***** Source data
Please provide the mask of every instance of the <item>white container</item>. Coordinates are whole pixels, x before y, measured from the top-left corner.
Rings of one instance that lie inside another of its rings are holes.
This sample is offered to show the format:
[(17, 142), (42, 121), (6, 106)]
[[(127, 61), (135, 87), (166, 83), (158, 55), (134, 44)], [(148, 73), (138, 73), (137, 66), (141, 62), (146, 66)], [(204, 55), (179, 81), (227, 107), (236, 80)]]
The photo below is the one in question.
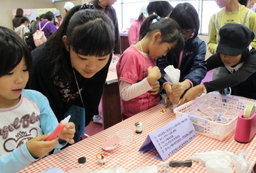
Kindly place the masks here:
[(226, 124), (208, 120), (201, 118), (202, 116), (189, 116), (197, 133), (222, 141), (235, 131), (238, 115), (250, 103), (253, 102), (235, 97), (210, 93), (203, 94), (194, 100), (175, 108), (173, 112), (177, 118), (185, 114), (189, 114), (189, 112), (200, 109), (205, 112), (213, 111), (213, 109), (216, 107), (226, 109), (227, 113), (229, 112), (236, 112), (235, 116), (233, 116), (233, 119)]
**********
● Problem statement: Please reproduce every entry above word for word, omitting the pictures.

● Task answer:
Please provide the mask of every instance of the <item>white container</item>. Coordinates are whole pixels, x before y, measured from the top-left corner.
Rings of one instance that lie inside another of its rings are holes.
This sample is offered to show the format:
[(17, 142), (42, 121), (6, 106)]
[[(127, 61), (135, 87), (166, 83), (158, 55), (134, 44)], [(148, 73), (138, 73), (137, 66), (141, 62), (146, 66)], [(204, 55), (179, 81), (227, 107), (236, 80)]]
The photo below is the one in question.
Kindly place the masks here:
[(226, 124), (208, 120), (201, 118), (202, 116), (189, 116), (197, 133), (222, 141), (235, 131), (238, 115), (250, 103), (253, 102), (235, 97), (210, 93), (203, 94), (194, 100), (175, 108), (173, 112), (177, 118), (185, 114), (189, 114), (189, 112), (200, 109), (205, 112), (213, 111), (213, 109), (216, 107), (226, 109), (227, 113), (229, 112), (236, 112), (235, 116), (233, 116), (233, 119)]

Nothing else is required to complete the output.